EXTRACT
↓

By Kevin Draper
Diamond Sports Group, which owns and operates 19 regional sports networks that televise about a third of all MLB, NBA and NHL games, said earlier this week that it would not make a $140 million interest payment on its nearly $9 billion of debt, setting the stage for a possible bankruptcy filing next month and building pressure for the leagues and others amid a sea change in how fans watch sports throughout the United States.
The missed payment triggered a 30-day grace period, and Diamond Sports said on Wednesday that it intended to keep talking with the leagues and its creditors to come up with more favorable arrangements to televise games during that time.
The sports networks, which are branded Bally Sports and include channels like Bally Sports Florida and Bally Sports San Diego, exist mainly because Diamond Sports pays hefty fees to teams for the rights to show their games locally, and cable customers pay fees in their cable bills that keep the channels afloat. The company owes teams about $2 billion in rights fees this year, according to its most recent financial filing, and the fees have continued to increase even as fewer Americans stick with cable television, meaning less revenue for Diamond Sports.
The missed payment won’t have immediate effects on the production of game broadcasts, with the NHL and NBA in the middle of their seasons, but if Diamond Sports enters bankruptcy or stops making payments without a clear agreement to dig out with its creditors and the leagues, it could throw the games into television limbo and threaten one of the biggest moneymakers for sports teams that are used to spending big on athletes, coaches and others.
Diamond Sports has been in financial trouble from nearly the moment it was conceived.
In 2017, The Walt Disney Co., which controls ESPN, reached an agreement to buy most of 21st Century Fox’s assets. They included its portfolio of regional sports networks, which operated under the Fox Sports banner. But to secure regulatory approval of the deal, Disney agreed to sell the regional sports networks to keep the core of Fox’s wide range of media, including hit television shows and movies.
Most of the regional sports networks were bought in 2019 by Sinclair Broadcast Group, the largest operator of local television stations in the country, in a deal worth $10.6 billion. Sinclair created a wholly owned subsidiary, Diamond Sports Group, to operate the networks, and loaded it up with $8 billion in debt to finance the purchase.
For months, Diamond Sports, which reported $585 million cash on hand in its latest financial filing, has been discussing its bleak outlook with Sinclair, its creditors and the sports leagues. But the missed payment starts a 30-day timer to craft an acceptable deal before Diamond Sports could default on its debt.
All the parties have been broadly negotiating a deal in which Diamond Sports would enter Chapter 11 bankruptcy with a reorganization plan, according to two people involved in the negotiations. The people spoke on condition of anonymity because they were not authorized to speak publicly about the negotiations.
Although no deal has been made, the people said the companies had been negotiating a bankruptcy in which Sinclair would give up most of its ownership stake in Diamond Sports, while creditors would take the equity in exchange for restructuring or forgiving up to $8 billion of its debts. Sports leagues would grant additional rights to Diamond Sports, particularly digital rights, to help put the regional sports network on stronger footing to seek more loans or a sale.

↑

SUPPLIED DATA
↓

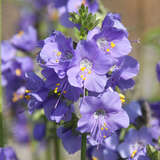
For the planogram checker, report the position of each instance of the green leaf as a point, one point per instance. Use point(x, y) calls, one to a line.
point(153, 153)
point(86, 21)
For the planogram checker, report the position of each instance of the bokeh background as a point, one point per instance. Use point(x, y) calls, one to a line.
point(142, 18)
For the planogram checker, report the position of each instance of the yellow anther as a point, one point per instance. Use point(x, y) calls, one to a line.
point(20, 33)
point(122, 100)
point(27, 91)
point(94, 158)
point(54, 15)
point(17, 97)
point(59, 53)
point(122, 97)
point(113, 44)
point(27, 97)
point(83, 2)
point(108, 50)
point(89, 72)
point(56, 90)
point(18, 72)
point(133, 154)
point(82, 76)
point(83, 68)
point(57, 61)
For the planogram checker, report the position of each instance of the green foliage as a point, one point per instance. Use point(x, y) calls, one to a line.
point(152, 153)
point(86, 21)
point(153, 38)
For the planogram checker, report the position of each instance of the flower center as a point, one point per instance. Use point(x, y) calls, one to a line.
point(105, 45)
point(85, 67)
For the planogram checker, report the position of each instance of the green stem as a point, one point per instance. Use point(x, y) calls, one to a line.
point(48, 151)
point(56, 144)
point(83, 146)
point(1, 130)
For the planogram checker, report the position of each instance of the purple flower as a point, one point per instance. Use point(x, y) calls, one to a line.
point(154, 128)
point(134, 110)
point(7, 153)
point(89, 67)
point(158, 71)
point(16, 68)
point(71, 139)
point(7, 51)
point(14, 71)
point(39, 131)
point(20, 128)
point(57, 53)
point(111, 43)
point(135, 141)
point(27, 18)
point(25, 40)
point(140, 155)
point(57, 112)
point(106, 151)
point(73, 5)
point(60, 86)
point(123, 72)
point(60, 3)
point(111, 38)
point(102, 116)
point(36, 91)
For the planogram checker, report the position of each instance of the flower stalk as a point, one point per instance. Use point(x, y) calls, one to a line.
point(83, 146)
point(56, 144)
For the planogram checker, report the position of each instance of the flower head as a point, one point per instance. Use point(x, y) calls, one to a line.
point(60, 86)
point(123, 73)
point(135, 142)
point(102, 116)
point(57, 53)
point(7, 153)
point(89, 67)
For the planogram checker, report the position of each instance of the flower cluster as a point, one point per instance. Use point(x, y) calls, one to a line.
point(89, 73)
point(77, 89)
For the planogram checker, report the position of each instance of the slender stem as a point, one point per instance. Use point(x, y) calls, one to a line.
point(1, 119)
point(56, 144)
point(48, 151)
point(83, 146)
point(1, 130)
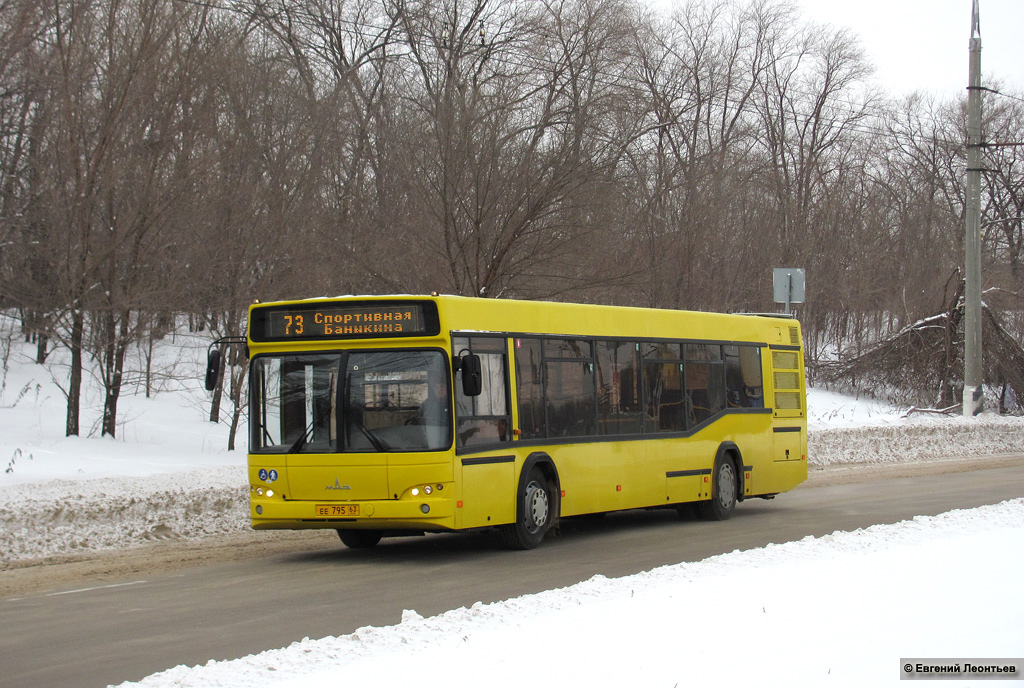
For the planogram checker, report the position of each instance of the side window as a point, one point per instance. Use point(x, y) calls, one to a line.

↑
↓

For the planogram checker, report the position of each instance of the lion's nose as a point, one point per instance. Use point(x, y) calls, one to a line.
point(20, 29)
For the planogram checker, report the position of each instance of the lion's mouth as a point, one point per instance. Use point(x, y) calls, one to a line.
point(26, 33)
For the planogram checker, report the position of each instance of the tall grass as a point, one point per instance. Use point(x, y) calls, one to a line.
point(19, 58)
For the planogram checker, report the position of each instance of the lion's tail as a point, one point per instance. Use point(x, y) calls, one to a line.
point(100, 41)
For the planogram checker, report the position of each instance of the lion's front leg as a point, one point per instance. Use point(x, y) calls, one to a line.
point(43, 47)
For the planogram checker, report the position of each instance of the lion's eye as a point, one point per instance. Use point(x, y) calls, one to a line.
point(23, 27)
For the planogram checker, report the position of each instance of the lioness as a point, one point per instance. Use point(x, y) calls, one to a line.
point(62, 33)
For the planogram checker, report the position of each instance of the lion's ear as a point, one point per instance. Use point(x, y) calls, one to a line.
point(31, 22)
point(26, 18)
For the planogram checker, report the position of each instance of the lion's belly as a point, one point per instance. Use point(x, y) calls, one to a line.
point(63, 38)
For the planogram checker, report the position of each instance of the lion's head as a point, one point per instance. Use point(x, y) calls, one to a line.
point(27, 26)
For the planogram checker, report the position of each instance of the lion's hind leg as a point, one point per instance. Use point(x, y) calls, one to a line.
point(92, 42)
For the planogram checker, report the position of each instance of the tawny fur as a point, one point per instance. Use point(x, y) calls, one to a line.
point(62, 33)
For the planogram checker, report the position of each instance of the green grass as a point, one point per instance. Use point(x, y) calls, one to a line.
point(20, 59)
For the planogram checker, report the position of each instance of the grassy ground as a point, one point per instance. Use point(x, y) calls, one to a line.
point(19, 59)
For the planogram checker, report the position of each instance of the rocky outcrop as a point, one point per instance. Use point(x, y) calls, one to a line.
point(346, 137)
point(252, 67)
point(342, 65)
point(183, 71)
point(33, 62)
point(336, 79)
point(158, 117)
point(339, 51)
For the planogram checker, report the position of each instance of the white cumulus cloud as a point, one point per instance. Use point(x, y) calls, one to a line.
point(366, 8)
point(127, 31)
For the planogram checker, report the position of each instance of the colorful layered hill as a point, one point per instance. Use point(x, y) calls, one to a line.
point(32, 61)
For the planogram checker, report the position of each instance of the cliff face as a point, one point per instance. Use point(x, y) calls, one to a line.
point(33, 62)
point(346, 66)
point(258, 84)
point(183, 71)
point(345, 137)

↑
↓

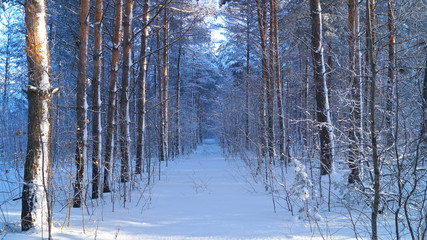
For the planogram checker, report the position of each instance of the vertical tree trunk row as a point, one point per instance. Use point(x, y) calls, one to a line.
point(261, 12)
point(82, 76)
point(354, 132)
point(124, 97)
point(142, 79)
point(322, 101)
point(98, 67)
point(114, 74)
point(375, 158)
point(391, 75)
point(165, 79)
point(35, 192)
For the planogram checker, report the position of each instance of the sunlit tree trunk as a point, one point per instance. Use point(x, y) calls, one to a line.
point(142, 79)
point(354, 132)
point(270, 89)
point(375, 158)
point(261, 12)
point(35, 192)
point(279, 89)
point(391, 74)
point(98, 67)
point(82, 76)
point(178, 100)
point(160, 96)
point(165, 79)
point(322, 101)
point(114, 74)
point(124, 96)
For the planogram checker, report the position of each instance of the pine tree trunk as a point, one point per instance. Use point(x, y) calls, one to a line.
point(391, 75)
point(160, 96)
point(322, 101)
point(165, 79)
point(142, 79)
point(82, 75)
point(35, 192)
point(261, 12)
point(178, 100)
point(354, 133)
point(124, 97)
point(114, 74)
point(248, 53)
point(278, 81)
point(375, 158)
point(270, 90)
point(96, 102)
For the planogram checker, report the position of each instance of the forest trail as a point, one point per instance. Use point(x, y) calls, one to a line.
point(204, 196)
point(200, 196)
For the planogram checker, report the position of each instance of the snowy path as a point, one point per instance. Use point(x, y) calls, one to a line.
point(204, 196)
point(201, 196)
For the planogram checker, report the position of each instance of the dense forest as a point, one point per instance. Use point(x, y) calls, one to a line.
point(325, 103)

↑

List every distinct dollar amount that appears in the article about Diamond Sports Group, giving each one only once. The rows play no part in what comes next.

RESPONSE TO THIS TASK
- $140 million
- $9 billion
- $2 billion
- $10.6 billion
- $8 billion
- $585 million